● **Activity**
Where the word "robe" shows up in a line below, that line is counted. State how many lines are counted, without any other words.

● **Data to examine**

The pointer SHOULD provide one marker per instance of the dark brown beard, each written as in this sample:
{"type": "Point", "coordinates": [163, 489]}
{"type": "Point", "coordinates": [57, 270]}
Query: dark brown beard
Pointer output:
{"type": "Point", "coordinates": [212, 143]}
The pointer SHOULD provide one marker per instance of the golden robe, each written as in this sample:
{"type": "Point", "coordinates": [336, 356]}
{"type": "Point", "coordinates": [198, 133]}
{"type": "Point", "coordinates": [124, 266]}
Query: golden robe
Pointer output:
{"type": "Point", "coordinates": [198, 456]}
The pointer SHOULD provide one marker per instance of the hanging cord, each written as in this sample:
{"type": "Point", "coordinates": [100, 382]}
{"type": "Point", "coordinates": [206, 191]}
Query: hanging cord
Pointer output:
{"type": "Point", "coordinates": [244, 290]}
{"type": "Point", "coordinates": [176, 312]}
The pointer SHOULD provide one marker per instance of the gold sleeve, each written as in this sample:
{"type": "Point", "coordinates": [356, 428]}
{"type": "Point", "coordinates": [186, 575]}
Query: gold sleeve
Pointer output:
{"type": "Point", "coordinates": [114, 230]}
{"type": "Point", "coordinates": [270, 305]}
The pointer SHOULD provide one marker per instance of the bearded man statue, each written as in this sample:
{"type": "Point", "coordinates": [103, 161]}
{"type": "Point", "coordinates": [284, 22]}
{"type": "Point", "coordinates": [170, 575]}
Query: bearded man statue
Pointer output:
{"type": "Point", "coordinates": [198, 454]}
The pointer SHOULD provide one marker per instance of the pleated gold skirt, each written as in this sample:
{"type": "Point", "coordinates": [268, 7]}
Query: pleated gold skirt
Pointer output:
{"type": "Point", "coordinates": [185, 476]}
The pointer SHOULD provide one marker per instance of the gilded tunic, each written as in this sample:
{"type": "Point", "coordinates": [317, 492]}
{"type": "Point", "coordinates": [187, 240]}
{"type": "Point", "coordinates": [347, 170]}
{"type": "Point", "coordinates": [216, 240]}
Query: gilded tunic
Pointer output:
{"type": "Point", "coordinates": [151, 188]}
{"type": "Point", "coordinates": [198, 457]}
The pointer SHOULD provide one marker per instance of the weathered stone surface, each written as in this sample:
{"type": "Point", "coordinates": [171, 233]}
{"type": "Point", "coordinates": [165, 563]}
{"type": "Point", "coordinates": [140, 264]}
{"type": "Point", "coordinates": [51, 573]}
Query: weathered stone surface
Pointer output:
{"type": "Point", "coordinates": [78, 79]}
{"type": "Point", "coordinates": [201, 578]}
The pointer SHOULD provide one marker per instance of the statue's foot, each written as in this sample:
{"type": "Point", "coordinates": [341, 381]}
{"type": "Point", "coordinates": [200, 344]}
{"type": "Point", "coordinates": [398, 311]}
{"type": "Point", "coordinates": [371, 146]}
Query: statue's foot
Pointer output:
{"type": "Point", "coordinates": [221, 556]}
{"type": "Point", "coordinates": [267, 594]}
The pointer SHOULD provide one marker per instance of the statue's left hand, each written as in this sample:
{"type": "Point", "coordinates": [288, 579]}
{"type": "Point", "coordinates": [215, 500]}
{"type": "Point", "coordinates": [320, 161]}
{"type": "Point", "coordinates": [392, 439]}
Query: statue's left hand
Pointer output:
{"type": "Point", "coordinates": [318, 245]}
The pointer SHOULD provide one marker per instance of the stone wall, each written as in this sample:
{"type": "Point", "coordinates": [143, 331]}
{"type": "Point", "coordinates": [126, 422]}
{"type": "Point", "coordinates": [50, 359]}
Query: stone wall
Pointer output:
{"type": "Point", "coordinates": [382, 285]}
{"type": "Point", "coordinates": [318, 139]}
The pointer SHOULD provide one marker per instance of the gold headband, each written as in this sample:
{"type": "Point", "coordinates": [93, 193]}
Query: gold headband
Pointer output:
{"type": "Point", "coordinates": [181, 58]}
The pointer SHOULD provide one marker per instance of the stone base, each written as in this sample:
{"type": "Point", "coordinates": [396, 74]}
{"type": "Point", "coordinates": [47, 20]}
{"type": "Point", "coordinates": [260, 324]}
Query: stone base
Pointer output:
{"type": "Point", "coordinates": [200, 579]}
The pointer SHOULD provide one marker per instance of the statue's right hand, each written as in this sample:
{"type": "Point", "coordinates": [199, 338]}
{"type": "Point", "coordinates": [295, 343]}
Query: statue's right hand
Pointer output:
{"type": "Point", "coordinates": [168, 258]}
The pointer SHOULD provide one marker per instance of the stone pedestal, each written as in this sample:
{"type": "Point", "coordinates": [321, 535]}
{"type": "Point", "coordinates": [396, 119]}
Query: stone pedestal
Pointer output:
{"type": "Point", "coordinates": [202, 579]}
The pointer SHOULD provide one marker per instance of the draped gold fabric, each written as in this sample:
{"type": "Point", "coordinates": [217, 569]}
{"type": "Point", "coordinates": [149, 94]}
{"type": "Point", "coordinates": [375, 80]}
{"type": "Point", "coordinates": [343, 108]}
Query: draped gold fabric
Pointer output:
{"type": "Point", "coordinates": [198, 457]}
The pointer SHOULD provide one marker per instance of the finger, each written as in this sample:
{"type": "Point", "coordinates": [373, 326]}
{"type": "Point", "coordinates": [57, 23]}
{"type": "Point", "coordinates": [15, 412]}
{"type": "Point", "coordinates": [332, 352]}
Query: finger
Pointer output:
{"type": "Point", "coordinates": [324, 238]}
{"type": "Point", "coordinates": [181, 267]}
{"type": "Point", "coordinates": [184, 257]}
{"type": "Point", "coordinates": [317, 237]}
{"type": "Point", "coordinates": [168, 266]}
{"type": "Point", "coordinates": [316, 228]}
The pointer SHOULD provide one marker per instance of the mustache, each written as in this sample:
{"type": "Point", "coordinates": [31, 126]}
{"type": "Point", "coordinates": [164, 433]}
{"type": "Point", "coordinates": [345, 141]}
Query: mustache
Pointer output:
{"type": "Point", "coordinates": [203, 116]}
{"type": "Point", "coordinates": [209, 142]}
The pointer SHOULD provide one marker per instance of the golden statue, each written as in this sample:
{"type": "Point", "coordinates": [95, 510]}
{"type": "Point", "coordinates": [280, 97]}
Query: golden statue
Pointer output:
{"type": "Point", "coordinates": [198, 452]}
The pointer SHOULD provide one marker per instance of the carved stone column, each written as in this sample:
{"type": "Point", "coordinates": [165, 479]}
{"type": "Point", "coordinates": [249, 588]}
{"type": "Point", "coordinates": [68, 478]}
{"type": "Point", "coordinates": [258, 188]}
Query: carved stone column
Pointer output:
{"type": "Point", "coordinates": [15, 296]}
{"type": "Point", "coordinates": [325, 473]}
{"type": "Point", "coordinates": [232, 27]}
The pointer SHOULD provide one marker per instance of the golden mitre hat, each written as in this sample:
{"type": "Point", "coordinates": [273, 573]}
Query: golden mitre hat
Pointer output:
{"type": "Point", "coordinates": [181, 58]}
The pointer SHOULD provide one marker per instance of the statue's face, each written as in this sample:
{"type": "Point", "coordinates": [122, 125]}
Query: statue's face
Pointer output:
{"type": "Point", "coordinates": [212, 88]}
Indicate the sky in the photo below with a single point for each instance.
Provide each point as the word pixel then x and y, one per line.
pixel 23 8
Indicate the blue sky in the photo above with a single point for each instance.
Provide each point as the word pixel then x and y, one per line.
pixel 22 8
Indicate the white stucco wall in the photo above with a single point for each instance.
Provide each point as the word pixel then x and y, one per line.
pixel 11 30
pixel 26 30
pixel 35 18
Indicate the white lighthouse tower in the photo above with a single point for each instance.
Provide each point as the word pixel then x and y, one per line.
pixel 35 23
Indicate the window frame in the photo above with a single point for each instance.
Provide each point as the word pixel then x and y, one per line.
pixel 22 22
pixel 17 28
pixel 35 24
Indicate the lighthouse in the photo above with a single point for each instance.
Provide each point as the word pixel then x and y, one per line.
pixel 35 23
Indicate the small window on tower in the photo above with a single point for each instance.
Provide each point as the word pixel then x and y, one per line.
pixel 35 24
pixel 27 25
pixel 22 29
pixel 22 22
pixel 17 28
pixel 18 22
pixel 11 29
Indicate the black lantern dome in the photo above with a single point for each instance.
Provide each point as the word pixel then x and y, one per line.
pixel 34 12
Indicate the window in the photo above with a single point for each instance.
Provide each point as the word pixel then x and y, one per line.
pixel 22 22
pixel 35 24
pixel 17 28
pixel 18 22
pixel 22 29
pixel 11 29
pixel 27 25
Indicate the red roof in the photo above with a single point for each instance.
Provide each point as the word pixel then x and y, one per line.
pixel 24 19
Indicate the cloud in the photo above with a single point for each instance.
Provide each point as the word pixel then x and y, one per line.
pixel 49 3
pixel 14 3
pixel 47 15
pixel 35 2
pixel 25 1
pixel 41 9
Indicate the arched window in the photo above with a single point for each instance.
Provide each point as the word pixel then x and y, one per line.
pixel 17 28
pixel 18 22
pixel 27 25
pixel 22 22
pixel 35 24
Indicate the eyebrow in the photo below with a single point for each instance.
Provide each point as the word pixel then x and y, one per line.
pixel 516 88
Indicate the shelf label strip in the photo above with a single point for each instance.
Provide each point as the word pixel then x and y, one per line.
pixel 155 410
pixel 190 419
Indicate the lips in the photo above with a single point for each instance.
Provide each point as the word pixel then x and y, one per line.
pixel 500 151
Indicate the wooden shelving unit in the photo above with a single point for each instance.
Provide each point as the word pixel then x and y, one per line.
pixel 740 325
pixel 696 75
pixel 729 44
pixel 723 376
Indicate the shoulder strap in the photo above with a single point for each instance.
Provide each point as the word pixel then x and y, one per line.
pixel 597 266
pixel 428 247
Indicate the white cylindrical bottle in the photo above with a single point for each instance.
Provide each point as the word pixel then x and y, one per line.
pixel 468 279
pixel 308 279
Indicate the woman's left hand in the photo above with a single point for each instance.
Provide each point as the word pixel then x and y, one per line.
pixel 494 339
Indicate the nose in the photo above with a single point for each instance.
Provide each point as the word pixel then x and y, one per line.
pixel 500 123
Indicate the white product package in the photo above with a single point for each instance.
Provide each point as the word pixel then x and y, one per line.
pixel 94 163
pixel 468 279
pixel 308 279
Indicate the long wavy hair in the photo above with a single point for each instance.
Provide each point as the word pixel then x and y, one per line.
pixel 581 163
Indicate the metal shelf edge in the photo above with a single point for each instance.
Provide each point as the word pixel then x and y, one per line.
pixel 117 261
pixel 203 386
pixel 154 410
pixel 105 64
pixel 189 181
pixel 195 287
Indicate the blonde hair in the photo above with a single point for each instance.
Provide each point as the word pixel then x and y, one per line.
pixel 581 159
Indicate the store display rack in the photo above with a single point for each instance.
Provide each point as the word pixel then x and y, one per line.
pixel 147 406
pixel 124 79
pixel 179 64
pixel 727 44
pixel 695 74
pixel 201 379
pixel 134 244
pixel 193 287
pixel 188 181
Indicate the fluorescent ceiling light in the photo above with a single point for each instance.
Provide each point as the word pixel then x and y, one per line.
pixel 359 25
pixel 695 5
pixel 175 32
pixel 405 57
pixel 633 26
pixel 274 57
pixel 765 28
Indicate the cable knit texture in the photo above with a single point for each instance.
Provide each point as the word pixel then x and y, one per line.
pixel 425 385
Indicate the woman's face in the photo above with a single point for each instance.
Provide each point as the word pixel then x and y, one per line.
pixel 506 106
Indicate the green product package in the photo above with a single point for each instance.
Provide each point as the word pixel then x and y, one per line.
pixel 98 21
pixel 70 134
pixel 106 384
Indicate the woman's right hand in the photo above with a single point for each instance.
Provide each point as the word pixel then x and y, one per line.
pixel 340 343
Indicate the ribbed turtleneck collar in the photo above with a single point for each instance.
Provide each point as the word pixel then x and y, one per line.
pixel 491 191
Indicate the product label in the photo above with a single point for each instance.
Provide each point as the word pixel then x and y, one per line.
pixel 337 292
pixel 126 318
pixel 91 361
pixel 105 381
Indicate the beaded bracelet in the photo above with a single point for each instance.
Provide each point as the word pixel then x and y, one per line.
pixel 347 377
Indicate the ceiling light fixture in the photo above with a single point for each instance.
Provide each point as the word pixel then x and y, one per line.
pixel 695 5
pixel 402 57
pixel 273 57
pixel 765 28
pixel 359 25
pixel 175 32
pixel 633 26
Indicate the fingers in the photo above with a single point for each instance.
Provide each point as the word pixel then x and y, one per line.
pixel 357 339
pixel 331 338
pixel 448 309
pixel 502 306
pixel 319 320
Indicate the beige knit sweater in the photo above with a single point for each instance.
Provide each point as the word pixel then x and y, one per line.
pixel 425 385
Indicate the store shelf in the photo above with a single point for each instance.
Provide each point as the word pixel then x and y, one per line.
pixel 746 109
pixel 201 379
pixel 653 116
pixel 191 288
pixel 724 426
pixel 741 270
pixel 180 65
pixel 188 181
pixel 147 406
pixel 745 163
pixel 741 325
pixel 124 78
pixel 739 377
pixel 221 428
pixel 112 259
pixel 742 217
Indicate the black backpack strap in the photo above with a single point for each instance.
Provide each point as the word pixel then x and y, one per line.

● **Output of the task**
2